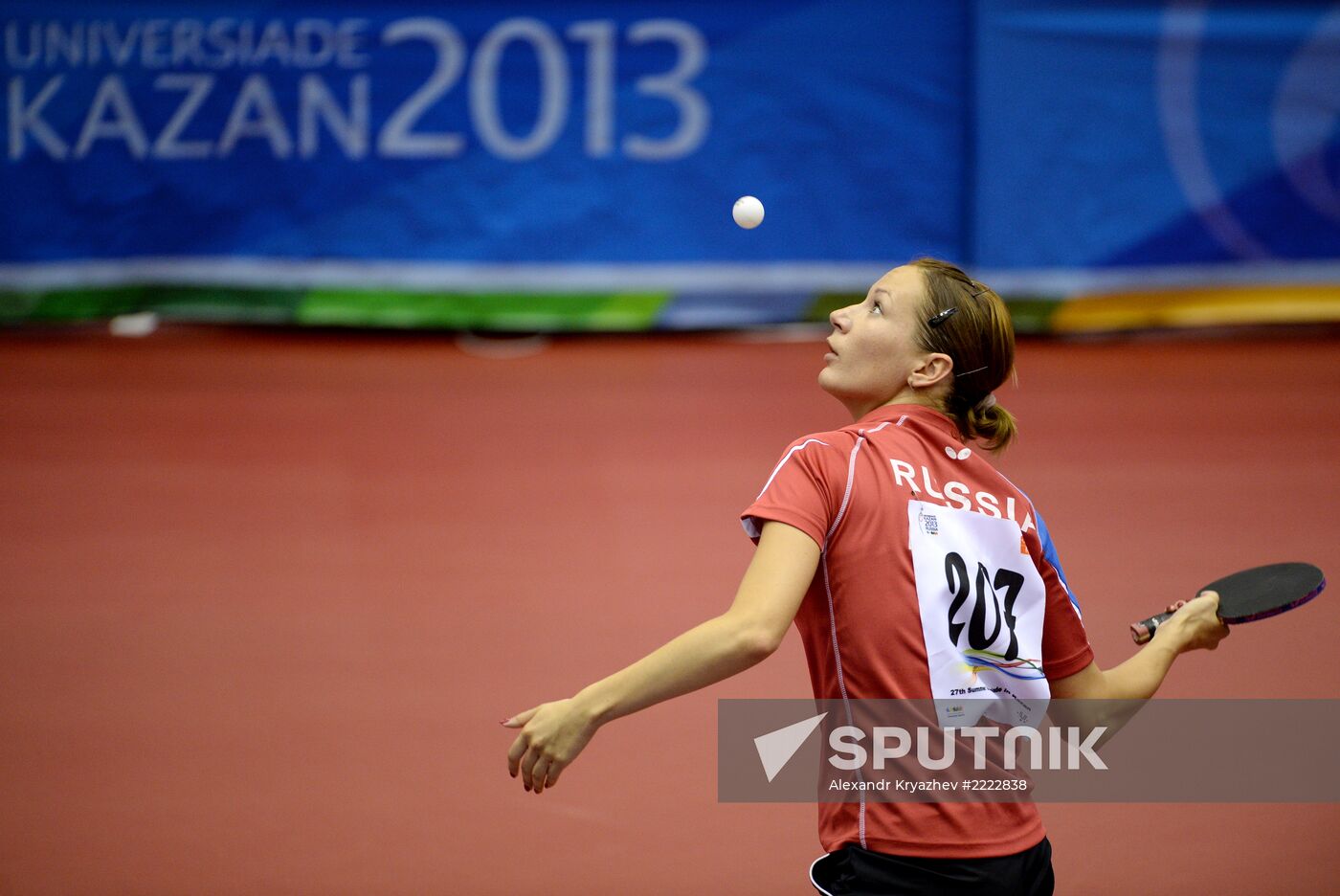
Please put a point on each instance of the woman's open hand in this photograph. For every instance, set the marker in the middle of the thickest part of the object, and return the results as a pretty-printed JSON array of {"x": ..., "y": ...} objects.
[{"x": 552, "y": 735}]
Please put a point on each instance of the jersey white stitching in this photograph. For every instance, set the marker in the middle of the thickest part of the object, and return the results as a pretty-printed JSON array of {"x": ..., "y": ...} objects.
[
  {"x": 783, "y": 462},
  {"x": 833, "y": 617}
]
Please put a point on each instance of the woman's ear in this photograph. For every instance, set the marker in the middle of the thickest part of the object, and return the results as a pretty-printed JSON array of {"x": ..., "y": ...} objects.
[{"x": 931, "y": 370}]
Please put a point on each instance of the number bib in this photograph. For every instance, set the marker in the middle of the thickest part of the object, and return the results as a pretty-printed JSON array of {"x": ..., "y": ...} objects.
[{"x": 982, "y": 604}]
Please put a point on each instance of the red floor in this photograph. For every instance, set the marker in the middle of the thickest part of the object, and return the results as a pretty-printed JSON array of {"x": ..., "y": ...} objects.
[{"x": 264, "y": 597}]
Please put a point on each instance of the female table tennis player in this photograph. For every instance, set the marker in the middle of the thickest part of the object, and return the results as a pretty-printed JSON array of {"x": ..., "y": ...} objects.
[{"x": 838, "y": 546}]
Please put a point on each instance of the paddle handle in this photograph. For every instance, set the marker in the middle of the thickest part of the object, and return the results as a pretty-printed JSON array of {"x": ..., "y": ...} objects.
[{"x": 1143, "y": 630}]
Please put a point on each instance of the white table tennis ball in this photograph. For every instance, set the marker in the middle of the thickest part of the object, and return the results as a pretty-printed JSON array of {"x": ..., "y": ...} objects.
[{"x": 748, "y": 212}]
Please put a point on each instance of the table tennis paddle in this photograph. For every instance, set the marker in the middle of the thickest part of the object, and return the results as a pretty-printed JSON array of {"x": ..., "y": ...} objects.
[{"x": 1250, "y": 594}]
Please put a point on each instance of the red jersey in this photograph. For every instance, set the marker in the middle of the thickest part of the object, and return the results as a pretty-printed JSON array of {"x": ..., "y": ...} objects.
[{"x": 863, "y": 493}]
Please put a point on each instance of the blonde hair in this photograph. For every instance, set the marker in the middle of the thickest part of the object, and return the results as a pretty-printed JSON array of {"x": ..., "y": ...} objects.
[{"x": 980, "y": 339}]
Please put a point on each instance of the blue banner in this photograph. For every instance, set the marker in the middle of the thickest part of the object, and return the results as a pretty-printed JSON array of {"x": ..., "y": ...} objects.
[
  {"x": 1119, "y": 134},
  {"x": 575, "y": 133}
]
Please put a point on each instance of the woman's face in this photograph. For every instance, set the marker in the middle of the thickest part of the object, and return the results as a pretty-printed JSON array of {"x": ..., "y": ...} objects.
[{"x": 874, "y": 348}]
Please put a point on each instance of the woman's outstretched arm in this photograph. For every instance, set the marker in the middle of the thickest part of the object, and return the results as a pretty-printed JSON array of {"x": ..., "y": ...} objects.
[{"x": 552, "y": 734}]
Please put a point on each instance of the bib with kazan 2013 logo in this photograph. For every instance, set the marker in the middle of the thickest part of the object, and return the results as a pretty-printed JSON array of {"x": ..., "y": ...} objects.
[{"x": 982, "y": 604}]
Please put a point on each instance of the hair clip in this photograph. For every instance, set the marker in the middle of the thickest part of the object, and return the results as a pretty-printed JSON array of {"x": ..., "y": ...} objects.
[{"x": 942, "y": 316}]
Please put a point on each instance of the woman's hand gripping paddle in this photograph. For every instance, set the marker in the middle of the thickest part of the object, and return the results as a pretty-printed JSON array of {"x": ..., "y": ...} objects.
[{"x": 1250, "y": 594}]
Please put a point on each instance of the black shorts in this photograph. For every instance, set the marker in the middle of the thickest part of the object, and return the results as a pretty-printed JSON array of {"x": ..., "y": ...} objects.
[{"x": 853, "y": 871}]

┄┄┄┄┄┄

Problem requirements: Everything in the listing above is to be given again exactly, apart from the pictures.

Problem solution:
Please put a point on each instance of the woman's open hand in this photograph. For every instance, set the marker in the middle of the thickest part of the object, and return the results as a pretty-printed JSON array of {"x": ..., "y": ...} objects.
[{"x": 552, "y": 735}]
Please put a point on each instance of the jersey white stitching in this photograph. For every instance, set the marker in the middle of the thickest part of the object, and return the results as a pretty-printed JSON array of {"x": ..., "y": ...} objects.
[
  {"x": 783, "y": 462},
  {"x": 833, "y": 617}
]
Please put a point on each instance of the woman's ear in this photograph. For every instance, set the marker in the middle of the thickest part of the object, and return the results as a pretty-printed JSON array of {"x": ..., "y": ...} objects.
[{"x": 931, "y": 370}]
Please put a point on each instance of the number bib in this photograph. For every instance, set the marker in the middle of the thickest part of the object, and return the results as a pretty-printed JSON array of {"x": ..., "y": ...} objects.
[{"x": 982, "y": 604}]
Please put a point on each instance of the red floor in this photograph. For every instance, set the marker in the middle of the thickest part of the object, and return the results as a pretty-printed JSON array of {"x": ..., "y": ...} objects.
[{"x": 264, "y": 597}]
Please put a point on each instance of the female table tennis player in this photograph. For every instance, set the marker in the middle of the thickest part of the object, and return the results as a pretty-printed JSON array of {"x": ..., "y": ...} objects.
[{"x": 838, "y": 546}]
Please put a point on each instance of the paddle handle in this photograph. For every instance, set the marker in the middle of the thickest part of the object, and return the results as a pretty-printed JSON array of {"x": ..., "y": ...} objects.
[{"x": 1143, "y": 630}]
Please put a point on each instance of the white table tennis ball in this photograph. For every instance, set the marker in the middle of the thickest part of the object, and return the results as a pretty-printed JSON array of {"x": ..., "y": ...} objects.
[{"x": 748, "y": 212}]
Please put a point on each instance of the table tennis paddle in this photograph. For every instance, set the marker in the middle of the thickest part of the object, and return the results as a pretty-printed JSON array of {"x": ..., "y": ...} objects.
[{"x": 1250, "y": 594}]
Please put a point on each instance of the red jersey in this photograph. For every instance, set the marker in the middle of the thickest part of the object, and return the results as a pretty-printed JSON array of {"x": ..., "y": ...} objects.
[{"x": 863, "y": 493}]
Please put a point on each instance of the blonde hair in this photograph. For every instance, set the marker in the middle of the thickest part of the object, and return the results as a pretty-printed JSON array of {"x": ..., "y": ...} objects.
[{"x": 980, "y": 339}]
Please put a point on each instance of the blue banner in this photograph. For every instance, set the marker in the middle of the thickest part of the object, and return the results as a pretty-printed JSON array of {"x": ..., "y": ...} objects.
[
  {"x": 1119, "y": 134},
  {"x": 575, "y": 133}
]
Please put a point on each instance of the woman's face in this photograph. For every instance, set the marker in the middle of the thickest part of the object, and return the results as a pretty-printed JSON array of {"x": ..., "y": ...} objects.
[{"x": 874, "y": 348}]
Please put a point on each instance of the woman's outstretched arm in this photograph. For every instance, set the marker in the middle of the thickest part of the object, and return the results as a pretty-printed JSON array of {"x": ..., "y": ...} objects.
[{"x": 552, "y": 734}]
Please put a point on each instance of the bib with kazan 2013 logo in this photograph. For every instance, set the marker in the middle of the thickest part of the object, and return the results as a pretty-printed JSON array of {"x": ..., "y": ...} objects.
[{"x": 982, "y": 604}]
Please put a point on each instance of the hair clip in this photograph. For every instance, set the marker in the middle of the thickest part of the object, and return the results as a pretty-printed JSON array of {"x": ..., "y": ...} objects.
[{"x": 942, "y": 316}]
Please put a point on each instance of the woman's hand gripping paddle in this photograph. For every instance, set the marker in the middle of the thickest part of the object, and return the results as a pretty-printed JSON array of {"x": ..., "y": ...} objects.
[{"x": 1250, "y": 594}]
Please put a point on each instance of the black shorts in this photograph. For every instance, set the marker in the middle of the thickest part of the object, and return the results as a pretty-printed JSON array of {"x": ..., "y": ...} objects.
[{"x": 853, "y": 871}]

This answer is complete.